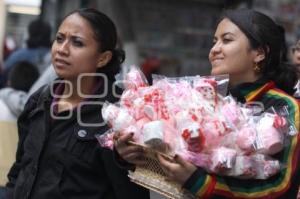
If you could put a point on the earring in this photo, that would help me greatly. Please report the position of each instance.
(256, 68)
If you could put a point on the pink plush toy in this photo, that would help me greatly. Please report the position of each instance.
(269, 140)
(223, 159)
(232, 113)
(244, 167)
(245, 139)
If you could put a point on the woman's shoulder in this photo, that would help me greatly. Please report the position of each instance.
(280, 95)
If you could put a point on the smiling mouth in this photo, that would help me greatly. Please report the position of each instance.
(59, 62)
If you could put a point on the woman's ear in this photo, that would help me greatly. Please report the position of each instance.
(104, 58)
(260, 55)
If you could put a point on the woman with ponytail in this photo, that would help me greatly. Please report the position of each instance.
(58, 155)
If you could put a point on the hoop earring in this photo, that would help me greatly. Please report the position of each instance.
(256, 68)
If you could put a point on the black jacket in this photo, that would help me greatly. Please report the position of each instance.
(60, 158)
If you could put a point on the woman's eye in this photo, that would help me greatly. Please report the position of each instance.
(77, 43)
(59, 39)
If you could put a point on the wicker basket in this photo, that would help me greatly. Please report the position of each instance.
(152, 176)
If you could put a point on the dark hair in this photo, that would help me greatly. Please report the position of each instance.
(264, 33)
(22, 75)
(39, 34)
(106, 36)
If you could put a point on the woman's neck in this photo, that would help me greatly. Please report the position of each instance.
(236, 80)
(85, 88)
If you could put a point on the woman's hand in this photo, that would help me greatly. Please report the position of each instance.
(131, 153)
(176, 169)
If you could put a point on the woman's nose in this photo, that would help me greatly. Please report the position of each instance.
(63, 48)
(216, 48)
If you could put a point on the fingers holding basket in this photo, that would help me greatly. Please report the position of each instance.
(131, 153)
(176, 169)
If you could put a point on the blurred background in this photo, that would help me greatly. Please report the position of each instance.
(172, 36)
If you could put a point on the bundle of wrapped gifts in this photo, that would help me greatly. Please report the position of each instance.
(191, 116)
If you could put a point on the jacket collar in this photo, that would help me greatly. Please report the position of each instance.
(251, 91)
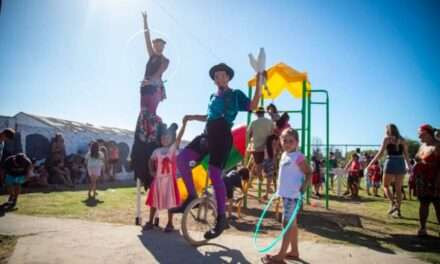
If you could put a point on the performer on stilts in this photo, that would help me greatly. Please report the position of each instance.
(152, 93)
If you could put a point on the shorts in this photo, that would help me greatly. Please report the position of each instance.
(94, 171)
(376, 184)
(368, 182)
(353, 179)
(394, 165)
(258, 157)
(14, 180)
(429, 199)
(316, 178)
(268, 168)
(289, 205)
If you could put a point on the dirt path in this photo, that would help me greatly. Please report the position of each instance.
(54, 240)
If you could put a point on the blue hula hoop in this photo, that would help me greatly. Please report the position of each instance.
(283, 231)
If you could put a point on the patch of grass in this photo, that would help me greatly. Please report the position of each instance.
(7, 245)
(113, 205)
(365, 223)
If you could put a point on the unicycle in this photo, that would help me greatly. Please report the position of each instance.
(199, 217)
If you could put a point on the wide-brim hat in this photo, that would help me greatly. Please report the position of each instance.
(159, 40)
(260, 110)
(221, 67)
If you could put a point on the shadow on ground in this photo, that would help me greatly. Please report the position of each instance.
(159, 245)
(92, 202)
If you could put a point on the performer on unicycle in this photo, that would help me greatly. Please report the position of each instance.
(216, 141)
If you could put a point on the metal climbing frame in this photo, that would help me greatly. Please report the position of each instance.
(305, 130)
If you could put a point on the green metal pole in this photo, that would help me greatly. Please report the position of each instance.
(247, 140)
(327, 161)
(309, 135)
(303, 119)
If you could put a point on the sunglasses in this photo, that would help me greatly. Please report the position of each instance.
(288, 141)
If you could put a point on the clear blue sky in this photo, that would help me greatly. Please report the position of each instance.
(82, 60)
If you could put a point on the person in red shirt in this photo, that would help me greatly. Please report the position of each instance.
(375, 175)
(353, 167)
(427, 174)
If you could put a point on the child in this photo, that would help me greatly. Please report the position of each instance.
(412, 177)
(163, 192)
(18, 168)
(272, 146)
(293, 178)
(235, 179)
(375, 177)
(95, 165)
(353, 167)
(316, 175)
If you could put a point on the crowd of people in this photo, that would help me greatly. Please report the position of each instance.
(58, 169)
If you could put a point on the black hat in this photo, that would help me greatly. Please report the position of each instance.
(221, 67)
(260, 110)
(159, 40)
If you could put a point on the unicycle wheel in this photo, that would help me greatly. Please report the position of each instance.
(199, 217)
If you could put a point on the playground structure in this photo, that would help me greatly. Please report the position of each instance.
(281, 77)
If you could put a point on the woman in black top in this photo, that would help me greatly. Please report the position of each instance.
(394, 167)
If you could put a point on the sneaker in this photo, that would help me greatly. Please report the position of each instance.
(182, 207)
(422, 232)
(392, 209)
(221, 225)
(147, 226)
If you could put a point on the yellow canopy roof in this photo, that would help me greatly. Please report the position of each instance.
(281, 76)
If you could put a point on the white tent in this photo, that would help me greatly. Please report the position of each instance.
(35, 129)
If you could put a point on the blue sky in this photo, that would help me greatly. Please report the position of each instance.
(82, 60)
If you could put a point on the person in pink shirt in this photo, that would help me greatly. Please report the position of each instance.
(164, 193)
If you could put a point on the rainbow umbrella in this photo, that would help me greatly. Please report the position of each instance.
(200, 172)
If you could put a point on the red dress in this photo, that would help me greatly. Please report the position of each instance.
(427, 172)
(316, 175)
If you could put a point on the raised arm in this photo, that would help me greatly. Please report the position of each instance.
(181, 131)
(163, 67)
(201, 118)
(254, 103)
(147, 35)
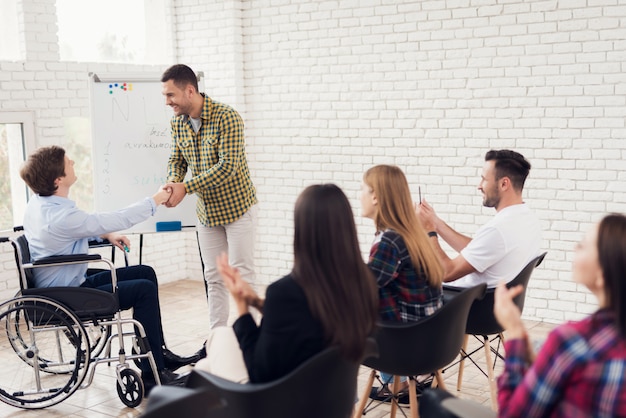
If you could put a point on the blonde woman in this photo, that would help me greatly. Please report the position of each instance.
(406, 269)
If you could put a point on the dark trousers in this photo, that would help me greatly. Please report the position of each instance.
(137, 289)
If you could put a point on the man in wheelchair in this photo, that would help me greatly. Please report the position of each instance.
(53, 225)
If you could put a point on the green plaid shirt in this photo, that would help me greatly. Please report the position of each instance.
(216, 156)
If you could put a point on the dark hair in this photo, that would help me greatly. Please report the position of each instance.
(42, 168)
(329, 266)
(510, 164)
(181, 75)
(611, 256)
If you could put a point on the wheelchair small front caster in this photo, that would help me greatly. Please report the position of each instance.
(130, 391)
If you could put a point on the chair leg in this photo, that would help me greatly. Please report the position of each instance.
(439, 380)
(413, 399)
(395, 389)
(358, 413)
(462, 363)
(490, 374)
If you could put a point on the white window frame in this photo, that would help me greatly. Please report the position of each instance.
(17, 155)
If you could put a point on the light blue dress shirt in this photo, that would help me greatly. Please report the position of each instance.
(54, 225)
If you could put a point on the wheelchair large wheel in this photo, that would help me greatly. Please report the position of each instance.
(44, 352)
(98, 337)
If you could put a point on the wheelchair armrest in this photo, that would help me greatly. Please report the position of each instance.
(96, 244)
(60, 259)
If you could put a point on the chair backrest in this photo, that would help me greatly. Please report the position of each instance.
(172, 401)
(323, 386)
(22, 256)
(481, 320)
(414, 348)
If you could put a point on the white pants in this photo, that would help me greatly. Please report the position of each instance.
(237, 240)
(224, 357)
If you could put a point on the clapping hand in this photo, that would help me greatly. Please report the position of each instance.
(242, 292)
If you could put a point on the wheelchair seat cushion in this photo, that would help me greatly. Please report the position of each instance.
(84, 302)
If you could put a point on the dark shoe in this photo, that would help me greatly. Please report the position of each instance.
(174, 361)
(167, 377)
(383, 394)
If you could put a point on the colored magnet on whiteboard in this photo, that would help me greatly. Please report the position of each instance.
(169, 226)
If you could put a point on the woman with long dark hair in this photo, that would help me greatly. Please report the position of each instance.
(328, 299)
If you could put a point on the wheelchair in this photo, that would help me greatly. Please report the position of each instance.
(52, 339)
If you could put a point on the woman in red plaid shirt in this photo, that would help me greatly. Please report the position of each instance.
(581, 368)
(406, 269)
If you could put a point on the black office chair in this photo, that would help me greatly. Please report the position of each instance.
(172, 401)
(418, 348)
(323, 386)
(436, 403)
(481, 323)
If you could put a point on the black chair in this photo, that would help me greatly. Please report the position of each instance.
(418, 348)
(481, 323)
(172, 401)
(436, 403)
(323, 386)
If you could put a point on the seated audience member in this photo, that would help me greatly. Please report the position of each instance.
(580, 370)
(53, 225)
(328, 299)
(502, 247)
(406, 269)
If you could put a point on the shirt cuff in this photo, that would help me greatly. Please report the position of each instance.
(516, 354)
(153, 205)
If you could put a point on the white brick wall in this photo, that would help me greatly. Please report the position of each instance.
(329, 88)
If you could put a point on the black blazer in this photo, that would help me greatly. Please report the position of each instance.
(287, 336)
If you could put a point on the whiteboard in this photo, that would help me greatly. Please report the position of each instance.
(130, 129)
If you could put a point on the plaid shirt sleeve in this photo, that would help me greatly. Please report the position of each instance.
(534, 390)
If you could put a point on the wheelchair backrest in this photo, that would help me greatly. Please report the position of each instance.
(22, 256)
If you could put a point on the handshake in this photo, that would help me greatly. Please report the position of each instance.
(170, 194)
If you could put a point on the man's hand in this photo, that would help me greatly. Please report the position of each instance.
(120, 241)
(178, 193)
(426, 215)
(162, 195)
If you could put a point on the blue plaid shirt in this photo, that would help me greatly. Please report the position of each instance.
(403, 289)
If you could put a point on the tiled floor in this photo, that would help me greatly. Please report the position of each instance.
(185, 319)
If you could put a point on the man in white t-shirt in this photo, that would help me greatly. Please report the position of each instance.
(503, 246)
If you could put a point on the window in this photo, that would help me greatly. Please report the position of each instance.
(78, 147)
(16, 131)
(9, 35)
(134, 32)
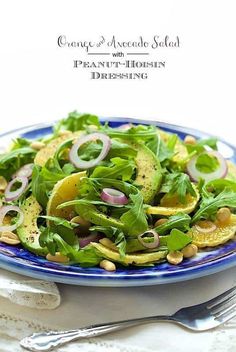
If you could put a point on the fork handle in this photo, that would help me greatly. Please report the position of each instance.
(46, 341)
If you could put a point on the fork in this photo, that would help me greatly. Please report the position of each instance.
(200, 317)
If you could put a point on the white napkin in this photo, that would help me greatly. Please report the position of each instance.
(21, 290)
(82, 306)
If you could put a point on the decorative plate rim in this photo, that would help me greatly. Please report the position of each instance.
(124, 277)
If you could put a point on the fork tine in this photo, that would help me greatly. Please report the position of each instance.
(227, 294)
(227, 316)
(225, 310)
(219, 307)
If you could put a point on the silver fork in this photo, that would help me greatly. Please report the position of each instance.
(201, 317)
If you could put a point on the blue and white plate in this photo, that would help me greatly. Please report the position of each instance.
(207, 262)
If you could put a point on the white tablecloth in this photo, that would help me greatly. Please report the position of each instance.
(81, 306)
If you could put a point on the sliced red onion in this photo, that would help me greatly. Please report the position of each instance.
(149, 233)
(93, 237)
(113, 196)
(93, 137)
(3, 211)
(195, 174)
(13, 195)
(210, 228)
(25, 171)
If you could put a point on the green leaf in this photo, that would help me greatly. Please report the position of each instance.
(135, 219)
(139, 132)
(178, 183)
(200, 145)
(167, 150)
(177, 240)
(88, 256)
(46, 240)
(120, 168)
(178, 221)
(206, 163)
(12, 161)
(40, 188)
(210, 204)
(60, 221)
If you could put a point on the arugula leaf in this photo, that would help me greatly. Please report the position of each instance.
(135, 219)
(210, 204)
(40, 188)
(46, 240)
(139, 132)
(178, 221)
(120, 242)
(219, 185)
(12, 161)
(121, 149)
(200, 145)
(206, 163)
(177, 240)
(60, 221)
(20, 143)
(167, 150)
(178, 183)
(76, 122)
(116, 235)
(121, 168)
(88, 256)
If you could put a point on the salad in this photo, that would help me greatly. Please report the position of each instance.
(95, 195)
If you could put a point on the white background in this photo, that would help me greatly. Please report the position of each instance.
(197, 87)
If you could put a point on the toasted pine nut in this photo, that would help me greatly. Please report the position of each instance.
(107, 265)
(9, 238)
(3, 183)
(190, 140)
(37, 145)
(58, 257)
(64, 133)
(189, 251)
(160, 222)
(175, 257)
(223, 215)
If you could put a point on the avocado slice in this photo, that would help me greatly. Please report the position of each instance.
(136, 258)
(149, 173)
(91, 214)
(29, 232)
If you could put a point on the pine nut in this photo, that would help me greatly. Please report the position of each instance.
(37, 145)
(107, 265)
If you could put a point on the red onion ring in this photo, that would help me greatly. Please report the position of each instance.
(83, 164)
(149, 245)
(13, 195)
(195, 174)
(25, 171)
(125, 127)
(3, 211)
(93, 237)
(209, 229)
(113, 196)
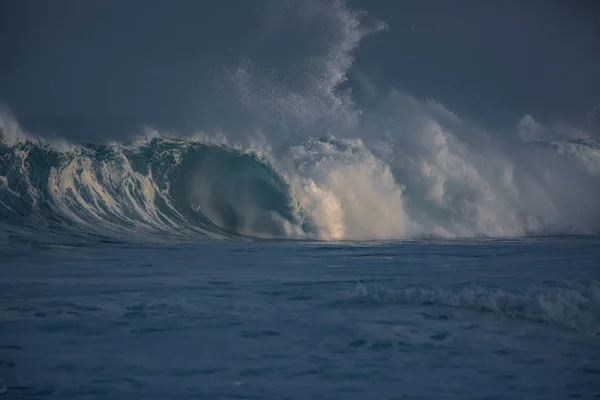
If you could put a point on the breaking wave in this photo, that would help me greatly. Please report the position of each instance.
(573, 306)
(327, 164)
(325, 189)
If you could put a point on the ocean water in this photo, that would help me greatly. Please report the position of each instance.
(491, 319)
(331, 238)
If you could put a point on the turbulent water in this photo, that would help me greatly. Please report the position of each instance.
(338, 240)
(324, 188)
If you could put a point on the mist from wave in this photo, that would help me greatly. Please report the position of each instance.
(325, 158)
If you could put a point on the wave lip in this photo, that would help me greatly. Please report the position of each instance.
(171, 187)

----

Work instructions ▸
Beginning with the line that contains "If you could put a point on the breaking", quote each line exactly through the last line of the entries above, and nothing beyond them.

Final result ▸
If you could put a point on the breaking wave in this photo, that would help me greatly. Please report the position of each instance.
(573, 306)
(327, 164)
(325, 189)
If you could put a point on the ocean water in this photo, that would help me greatly. Please report the position of each instance.
(491, 319)
(331, 238)
If you could put a point on the turbulent water in this photo, that would help me greatly. Please report the position of each instance.
(338, 240)
(324, 188)
If you could put a point on the mist from wave in this photo, that would help me greatly. Please report the position of each instance.
(325, 158)
If you could put a point on the wave lip in this photo, that would help me greatly. Please report the position of each instance.
(171, 187)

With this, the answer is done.